EXERCISE DIRECTIONS: Print verbatim the lines of the entries from the one containing "In this exercise you will find the beige" to the last, inclusive, and no others.

RECORDS SHOWN:
........

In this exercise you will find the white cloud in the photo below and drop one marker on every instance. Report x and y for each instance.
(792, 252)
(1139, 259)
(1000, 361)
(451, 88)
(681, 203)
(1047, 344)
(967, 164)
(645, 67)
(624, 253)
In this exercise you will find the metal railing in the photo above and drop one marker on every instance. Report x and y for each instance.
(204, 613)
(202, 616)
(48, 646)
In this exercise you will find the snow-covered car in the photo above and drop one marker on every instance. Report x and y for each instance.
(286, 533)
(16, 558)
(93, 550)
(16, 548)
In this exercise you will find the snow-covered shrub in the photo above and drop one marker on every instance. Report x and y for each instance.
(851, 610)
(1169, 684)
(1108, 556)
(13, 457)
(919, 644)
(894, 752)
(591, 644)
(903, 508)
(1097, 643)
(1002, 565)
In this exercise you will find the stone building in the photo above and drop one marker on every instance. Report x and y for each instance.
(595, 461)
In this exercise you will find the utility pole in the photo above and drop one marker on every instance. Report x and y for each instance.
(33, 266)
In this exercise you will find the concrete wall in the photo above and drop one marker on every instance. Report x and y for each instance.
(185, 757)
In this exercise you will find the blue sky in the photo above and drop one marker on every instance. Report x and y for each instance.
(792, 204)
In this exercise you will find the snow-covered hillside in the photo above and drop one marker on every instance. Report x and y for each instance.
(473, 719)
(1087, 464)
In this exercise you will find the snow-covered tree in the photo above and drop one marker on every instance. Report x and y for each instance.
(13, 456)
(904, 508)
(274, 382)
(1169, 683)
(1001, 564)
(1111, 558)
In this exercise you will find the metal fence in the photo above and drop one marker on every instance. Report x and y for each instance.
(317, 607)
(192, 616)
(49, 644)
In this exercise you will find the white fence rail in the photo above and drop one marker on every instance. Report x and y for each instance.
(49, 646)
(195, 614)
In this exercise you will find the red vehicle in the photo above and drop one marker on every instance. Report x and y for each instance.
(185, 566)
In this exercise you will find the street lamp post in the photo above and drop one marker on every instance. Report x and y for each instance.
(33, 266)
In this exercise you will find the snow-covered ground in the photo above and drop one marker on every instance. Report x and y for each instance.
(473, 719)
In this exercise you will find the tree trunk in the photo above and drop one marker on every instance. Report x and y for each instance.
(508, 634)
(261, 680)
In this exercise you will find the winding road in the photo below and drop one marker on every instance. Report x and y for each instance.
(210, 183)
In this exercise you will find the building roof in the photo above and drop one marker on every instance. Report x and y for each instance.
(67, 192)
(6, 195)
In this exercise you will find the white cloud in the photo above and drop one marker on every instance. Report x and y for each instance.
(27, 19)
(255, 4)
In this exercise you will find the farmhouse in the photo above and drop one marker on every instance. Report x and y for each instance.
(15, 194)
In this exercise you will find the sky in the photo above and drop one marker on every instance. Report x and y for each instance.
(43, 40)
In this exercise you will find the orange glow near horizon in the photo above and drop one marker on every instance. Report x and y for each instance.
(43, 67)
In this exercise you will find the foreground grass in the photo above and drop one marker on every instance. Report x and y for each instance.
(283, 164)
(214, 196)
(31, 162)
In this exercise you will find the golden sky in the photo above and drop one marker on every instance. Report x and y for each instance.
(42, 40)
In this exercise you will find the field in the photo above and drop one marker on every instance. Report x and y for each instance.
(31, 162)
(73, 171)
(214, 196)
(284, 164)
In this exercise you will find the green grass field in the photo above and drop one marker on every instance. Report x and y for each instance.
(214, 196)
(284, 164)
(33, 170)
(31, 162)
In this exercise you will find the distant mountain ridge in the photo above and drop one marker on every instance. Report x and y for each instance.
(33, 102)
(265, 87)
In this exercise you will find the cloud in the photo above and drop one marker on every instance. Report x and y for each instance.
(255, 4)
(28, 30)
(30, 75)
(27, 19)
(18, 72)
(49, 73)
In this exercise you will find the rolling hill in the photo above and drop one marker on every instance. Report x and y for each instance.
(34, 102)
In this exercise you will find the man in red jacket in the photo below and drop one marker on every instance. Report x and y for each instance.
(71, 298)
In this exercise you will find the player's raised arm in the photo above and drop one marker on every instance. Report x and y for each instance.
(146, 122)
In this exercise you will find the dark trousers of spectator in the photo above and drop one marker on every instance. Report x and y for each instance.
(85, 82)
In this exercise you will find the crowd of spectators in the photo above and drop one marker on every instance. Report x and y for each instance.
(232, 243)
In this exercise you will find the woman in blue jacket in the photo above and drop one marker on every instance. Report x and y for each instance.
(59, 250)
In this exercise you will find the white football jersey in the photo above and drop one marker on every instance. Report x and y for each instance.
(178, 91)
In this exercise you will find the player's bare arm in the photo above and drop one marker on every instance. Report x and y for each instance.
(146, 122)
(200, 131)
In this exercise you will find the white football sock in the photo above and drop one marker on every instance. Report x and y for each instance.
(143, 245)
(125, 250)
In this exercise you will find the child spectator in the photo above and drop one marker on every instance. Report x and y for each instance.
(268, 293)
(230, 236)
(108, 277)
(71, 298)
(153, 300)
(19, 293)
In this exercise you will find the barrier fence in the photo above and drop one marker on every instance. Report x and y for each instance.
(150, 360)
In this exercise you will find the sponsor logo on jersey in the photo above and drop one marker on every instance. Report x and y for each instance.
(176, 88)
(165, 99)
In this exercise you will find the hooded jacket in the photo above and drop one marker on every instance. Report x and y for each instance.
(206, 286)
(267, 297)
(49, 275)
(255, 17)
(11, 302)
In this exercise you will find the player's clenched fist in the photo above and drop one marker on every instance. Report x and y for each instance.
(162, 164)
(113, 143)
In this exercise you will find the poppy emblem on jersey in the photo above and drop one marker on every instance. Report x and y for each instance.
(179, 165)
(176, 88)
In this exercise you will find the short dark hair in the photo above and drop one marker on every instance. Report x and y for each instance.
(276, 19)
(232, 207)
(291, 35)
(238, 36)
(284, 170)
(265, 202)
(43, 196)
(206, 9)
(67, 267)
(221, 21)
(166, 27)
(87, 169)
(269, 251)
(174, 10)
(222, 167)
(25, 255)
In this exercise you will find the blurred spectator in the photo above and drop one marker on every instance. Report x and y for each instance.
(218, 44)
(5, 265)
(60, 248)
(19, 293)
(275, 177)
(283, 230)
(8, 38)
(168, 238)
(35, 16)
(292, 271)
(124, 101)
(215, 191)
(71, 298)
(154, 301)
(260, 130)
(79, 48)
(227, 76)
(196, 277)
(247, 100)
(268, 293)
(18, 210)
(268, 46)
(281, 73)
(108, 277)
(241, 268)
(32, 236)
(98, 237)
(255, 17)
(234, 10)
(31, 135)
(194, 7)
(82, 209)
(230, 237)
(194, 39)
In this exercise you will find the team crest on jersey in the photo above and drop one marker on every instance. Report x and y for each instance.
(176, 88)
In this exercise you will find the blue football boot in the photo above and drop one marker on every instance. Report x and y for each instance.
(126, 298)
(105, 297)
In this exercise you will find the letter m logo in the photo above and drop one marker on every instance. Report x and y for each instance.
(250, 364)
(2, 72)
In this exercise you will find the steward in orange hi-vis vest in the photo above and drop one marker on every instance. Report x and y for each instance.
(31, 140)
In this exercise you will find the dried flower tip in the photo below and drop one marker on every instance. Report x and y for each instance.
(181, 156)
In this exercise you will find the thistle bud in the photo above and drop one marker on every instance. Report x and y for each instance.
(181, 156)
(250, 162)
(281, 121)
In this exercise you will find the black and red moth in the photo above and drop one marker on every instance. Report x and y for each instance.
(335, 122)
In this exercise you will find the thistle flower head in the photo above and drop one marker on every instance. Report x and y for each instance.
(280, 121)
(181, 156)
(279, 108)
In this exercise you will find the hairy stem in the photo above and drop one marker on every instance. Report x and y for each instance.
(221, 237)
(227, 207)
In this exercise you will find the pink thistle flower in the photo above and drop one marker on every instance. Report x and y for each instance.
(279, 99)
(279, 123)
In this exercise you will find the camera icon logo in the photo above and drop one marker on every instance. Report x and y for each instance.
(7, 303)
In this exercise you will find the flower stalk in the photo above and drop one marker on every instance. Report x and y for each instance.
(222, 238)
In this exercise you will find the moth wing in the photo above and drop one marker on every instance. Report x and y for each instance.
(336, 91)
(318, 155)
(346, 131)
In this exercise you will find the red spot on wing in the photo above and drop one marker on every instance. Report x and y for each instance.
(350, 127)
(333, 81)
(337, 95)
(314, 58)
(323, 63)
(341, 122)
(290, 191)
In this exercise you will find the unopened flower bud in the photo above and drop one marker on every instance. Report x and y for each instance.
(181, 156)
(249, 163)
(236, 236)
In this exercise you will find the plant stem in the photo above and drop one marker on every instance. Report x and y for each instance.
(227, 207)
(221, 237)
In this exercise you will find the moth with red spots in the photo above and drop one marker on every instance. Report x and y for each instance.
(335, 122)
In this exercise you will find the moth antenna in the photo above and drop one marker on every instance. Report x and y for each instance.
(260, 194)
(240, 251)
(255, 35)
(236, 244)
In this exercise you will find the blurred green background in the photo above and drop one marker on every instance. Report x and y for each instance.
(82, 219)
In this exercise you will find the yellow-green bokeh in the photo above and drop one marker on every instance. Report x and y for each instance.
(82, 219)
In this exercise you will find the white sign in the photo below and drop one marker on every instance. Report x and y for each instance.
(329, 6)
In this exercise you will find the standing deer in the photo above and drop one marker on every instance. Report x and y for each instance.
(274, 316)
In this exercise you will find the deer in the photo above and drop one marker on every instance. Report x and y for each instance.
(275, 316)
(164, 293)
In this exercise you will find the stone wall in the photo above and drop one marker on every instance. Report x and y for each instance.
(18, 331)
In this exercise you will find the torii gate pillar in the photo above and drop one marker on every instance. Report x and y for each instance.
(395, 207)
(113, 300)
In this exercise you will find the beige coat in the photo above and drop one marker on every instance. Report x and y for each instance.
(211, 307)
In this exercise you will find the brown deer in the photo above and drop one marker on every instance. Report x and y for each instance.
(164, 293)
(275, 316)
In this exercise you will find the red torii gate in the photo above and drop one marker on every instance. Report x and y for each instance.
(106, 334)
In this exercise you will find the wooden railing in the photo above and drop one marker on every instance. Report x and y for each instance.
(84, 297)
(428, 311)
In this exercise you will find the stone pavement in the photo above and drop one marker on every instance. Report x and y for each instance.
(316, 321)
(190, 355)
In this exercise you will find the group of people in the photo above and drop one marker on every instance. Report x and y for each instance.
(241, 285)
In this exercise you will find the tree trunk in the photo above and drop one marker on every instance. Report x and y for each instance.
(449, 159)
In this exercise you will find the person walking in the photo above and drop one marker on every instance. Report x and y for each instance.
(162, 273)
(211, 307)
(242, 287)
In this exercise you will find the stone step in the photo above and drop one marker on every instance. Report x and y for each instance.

........

COMPLETED EXERCISE:
In this exercise you will find the beige coat in the photo above and drop one marker on every instance. Report x and y for each instance.
(211, 307)
In this exercise you will find the brown deer in the photo above and drop one marker on every instance. Report x and y for each instance.
(164, 293)
(275, 316)
In this exercise you will find the red torii gate in the photo above and drop one marker on every instance. Report x and y for each instance.
(106, 334)
In this exercise you will find the wooden railing in the photo above and drop one marker on every instance. Report x and y for each instance.
(84, 297)
(428, 311)
In this exercise you will find the stone pavement in the photo above and drop one marker on every instance. Report x and y for each instance.
(316, 321)
(190, 355)
In this exercise you will find the group of people in the photo above and drop one marker on every instance. Report x and y for each instance.
(241, 285)
In this exercise you will find the tree trunk in the photo above and drop one marker on every instance. Report x and y for each instance.
(449, 159)
In this exercise you will find the person walking in the photo above and drop one marker on every instance. Report x and y for each instance.
(162, 273)
(211, 307)
(242, 287)
In this exercise you will find the stone step in the photo above and drop one marker on every instance. Report x and y for each instance.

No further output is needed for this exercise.